Data entries

--------------------------------

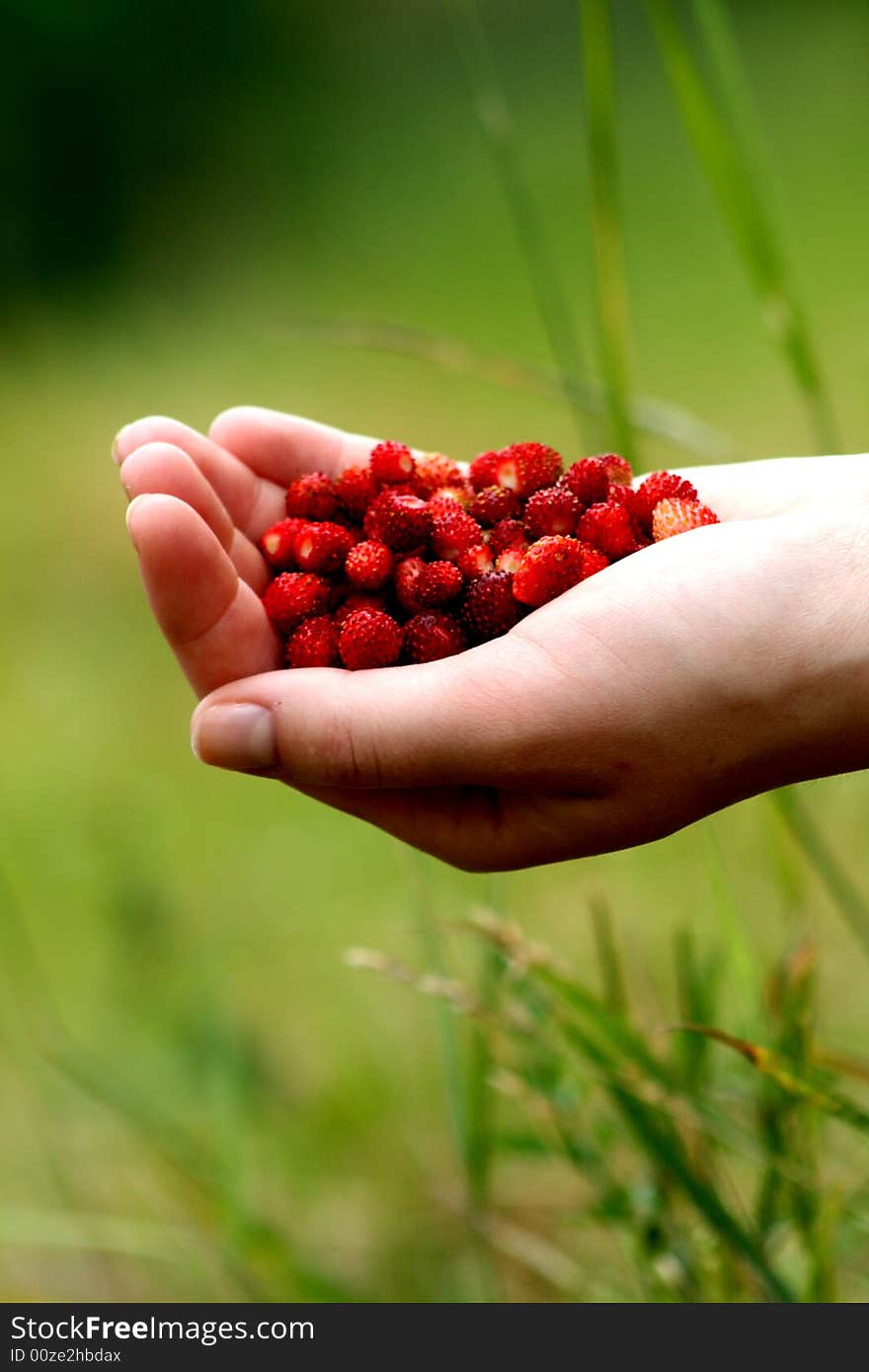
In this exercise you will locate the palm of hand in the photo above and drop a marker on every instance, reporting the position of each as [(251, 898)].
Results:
[(626, 708)]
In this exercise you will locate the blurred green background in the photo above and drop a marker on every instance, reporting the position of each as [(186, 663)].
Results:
[(199, 1100)]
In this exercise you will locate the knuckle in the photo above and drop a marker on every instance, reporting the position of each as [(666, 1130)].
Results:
[(342, 752)]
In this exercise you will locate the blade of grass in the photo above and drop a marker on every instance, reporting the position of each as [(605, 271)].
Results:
[(465, 1077), (650, 415), (497, 123), (826, 1100), (718, 129), (658, 1135), (607, 233), (608, 957), (851, 904)]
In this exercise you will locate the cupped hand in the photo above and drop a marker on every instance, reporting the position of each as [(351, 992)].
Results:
[(699, 671)]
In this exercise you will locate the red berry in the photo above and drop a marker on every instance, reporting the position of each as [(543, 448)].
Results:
[(368, 566), (315, 644), (489, 607), (509, 533), (552, 510), (391, 463), (401, 521), (323, 548), (678, 517), (356, 490), (357, 601), (549, 567), (369, 639), (460, 492), (445, 499), (629, 499), (438, 583), (593, 562), (405, 582), (452, 533), (609, 528), (662, 486), (588, 481), (618, 468), (433, 471), (482, 471), (312, 496), (277, 542), (433, 636), (510, 560), (527, 467), (295, 595), (475, 562), (493, 503)]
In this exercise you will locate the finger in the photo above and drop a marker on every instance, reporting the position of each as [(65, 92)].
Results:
[(778, 485), (213, 622), (479, 829), (250, 501), (159, 468), (465, 720), (280, 447)]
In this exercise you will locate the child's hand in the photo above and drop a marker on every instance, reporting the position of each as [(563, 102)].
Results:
[(703, 670)]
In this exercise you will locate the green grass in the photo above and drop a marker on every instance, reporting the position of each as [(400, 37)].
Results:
[(200, 1100)]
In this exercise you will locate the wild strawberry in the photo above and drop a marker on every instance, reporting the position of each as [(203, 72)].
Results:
[(278, 539), (292, 597), (433, 471), (489, 607), (312, 496), (609, 528), (368, 566), (405, 582), (662, 486), (549, 567), (629, 499), (618, 468), (461, 495), (552, 510), (369, 639), (678, 517), (322, 548), (482, 471), (313, 644), (475, 562), (452, 533), (432, 636), (357, 601), (509, 533), (588, 481), (527, 467), (391, 463), (510, 560), (438, 583), (356, 489), (445, 499), (593, 562), (493, 503), (401, 521)]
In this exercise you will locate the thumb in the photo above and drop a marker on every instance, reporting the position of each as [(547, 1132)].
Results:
[(439, 724)]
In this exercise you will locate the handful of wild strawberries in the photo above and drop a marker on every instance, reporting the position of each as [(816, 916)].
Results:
[(415, 559)]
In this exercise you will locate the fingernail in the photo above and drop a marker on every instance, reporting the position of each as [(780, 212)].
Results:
[(235, 735), (129, 513)]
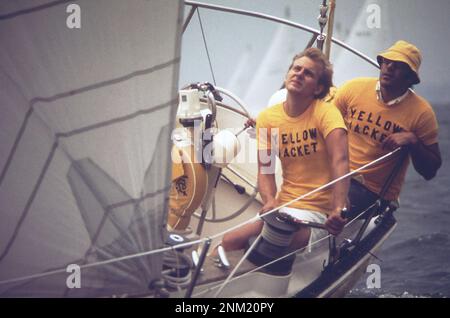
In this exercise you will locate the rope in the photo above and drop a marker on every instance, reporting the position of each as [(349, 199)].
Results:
[(300, 250)]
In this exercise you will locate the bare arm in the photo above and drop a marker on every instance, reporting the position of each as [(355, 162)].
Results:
[(337, 148), (426, 159)]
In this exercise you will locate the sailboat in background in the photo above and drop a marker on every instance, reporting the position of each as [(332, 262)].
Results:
[(85, 155)]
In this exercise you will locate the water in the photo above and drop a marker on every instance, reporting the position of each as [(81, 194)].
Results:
[(415, 260)]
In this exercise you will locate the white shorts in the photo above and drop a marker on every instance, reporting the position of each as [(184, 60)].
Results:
[(312, 216)]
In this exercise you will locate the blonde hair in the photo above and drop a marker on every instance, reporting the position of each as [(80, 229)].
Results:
[(326, 76)]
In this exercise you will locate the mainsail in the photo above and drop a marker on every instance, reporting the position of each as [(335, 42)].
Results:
[(85, 124)]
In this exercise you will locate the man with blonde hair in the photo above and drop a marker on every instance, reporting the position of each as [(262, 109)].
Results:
[(309, 136)]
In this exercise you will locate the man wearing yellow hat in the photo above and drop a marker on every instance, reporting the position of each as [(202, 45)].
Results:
[(385, 113)]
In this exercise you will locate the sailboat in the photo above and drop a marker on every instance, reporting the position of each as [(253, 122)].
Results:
[(88, 115)]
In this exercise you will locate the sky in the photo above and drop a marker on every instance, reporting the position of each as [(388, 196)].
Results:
[(238, 45)]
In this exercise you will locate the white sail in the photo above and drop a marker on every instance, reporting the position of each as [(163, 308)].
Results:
[(84, 141)]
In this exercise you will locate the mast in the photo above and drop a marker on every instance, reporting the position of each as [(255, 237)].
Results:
[(332, 5)]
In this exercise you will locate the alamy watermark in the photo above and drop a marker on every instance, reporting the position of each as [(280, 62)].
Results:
[(73, 20), (374, 279), (74, 279)]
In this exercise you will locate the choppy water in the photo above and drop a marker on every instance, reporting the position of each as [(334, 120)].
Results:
[(415, 260)]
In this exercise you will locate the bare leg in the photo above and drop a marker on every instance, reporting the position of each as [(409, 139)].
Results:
[(238, 239), (301, 238)]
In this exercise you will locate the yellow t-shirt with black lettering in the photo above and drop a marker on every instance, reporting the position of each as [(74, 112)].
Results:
[(302, 151), (370, 121)]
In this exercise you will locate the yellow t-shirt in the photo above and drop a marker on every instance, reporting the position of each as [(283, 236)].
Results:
[(302, 151), (370, 121)]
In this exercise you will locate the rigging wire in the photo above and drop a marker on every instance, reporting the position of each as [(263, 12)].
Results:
[(206, 46), (187, 244)]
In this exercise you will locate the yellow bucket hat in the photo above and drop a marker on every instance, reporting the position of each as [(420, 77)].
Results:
[(405, 52)]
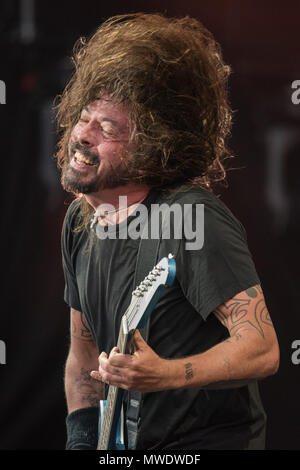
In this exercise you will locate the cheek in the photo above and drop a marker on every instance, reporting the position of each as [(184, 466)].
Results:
[(75, 133)]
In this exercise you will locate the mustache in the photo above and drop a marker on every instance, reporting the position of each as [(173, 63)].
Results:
[(85, 151)]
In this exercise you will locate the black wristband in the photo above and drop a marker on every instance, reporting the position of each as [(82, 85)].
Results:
[(82, 429)]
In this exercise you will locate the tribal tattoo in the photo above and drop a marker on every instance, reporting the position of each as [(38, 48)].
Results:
[(248, 309)]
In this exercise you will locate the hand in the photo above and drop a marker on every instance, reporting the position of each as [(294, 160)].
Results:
[(143, 371)]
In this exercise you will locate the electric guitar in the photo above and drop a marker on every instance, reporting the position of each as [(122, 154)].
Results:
[(144, 299)]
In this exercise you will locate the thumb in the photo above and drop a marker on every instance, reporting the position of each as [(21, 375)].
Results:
[(138, 341)]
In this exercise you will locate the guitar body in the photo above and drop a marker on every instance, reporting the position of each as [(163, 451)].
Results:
[(144, 298), (117, 441)]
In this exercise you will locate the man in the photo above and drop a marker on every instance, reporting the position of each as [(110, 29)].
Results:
[(146, 115)]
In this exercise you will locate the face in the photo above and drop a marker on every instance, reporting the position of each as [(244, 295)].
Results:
[(97, 148)]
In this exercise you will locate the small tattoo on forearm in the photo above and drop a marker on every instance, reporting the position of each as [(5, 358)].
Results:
[(188, 371)]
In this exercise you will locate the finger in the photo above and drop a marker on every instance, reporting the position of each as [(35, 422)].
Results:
[(138, 341), (95, 374), (114, 350)]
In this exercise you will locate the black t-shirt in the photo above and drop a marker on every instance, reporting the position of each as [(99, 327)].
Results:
[(99, 271)]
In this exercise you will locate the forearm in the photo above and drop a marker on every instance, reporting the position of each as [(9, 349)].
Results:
[(80, 388), (231, 363)]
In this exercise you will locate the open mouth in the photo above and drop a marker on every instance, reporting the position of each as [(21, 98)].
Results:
[(81, 161)]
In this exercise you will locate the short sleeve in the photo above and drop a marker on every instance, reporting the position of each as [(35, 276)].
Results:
[(71, 294), (222, 267)]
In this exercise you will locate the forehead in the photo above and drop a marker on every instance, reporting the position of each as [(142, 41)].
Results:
[(106, 108)]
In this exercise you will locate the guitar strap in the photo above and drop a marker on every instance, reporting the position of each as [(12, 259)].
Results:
[(147, 257)]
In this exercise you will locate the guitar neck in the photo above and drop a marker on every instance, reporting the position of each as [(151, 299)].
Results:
[(114, 399)]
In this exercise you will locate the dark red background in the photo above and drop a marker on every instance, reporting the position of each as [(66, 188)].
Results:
[(261, 42)]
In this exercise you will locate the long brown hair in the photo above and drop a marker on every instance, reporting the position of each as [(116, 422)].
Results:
[(171, 74)]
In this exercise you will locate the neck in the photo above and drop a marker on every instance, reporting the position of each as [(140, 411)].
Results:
[(134, 193)]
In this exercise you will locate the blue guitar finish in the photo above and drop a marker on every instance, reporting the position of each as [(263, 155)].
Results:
[(144, 299)]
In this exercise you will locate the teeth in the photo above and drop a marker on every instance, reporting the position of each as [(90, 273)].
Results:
[(81, 158)]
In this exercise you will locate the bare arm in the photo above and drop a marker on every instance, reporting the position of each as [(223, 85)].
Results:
[(80, 388), (250, 352)]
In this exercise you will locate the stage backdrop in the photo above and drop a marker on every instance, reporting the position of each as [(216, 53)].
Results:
[(260, 41)]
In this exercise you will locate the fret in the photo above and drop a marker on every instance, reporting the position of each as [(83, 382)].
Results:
[(111, 398)]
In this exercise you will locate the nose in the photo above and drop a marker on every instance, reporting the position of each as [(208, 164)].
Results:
[(86, 133)]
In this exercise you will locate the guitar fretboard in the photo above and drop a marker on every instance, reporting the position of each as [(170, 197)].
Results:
[(111, 401)]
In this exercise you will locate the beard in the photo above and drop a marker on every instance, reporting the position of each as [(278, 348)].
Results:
[(87, 182)]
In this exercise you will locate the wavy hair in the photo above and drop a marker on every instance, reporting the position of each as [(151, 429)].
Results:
[(171, 74)]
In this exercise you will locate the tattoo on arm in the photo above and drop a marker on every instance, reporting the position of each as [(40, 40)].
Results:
[(189, 374), (79, 326), (246, 310), (90, 390)]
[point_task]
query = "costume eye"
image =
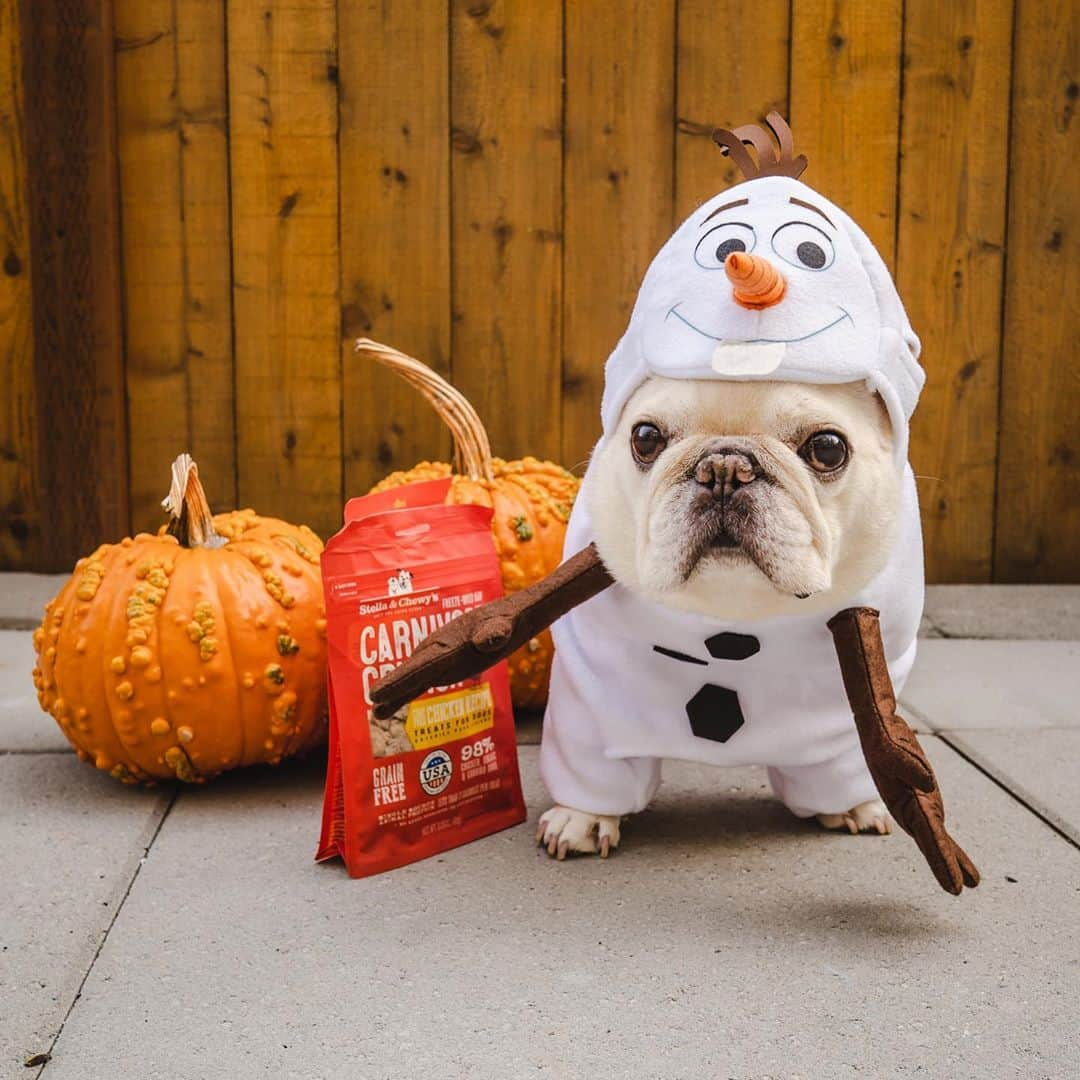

--------------------------------

Work order
Go line by line through the records above and copy each one containing "green".

Response area
In this exercise you will locate the blurred green background in the photo above and drop a marker on every instance, reporting the position of each as [(186, 663)].
In this exercise you will locate the green grass in the photo above and drop a marker on every instance, reporting the position of each as [(400, 37)].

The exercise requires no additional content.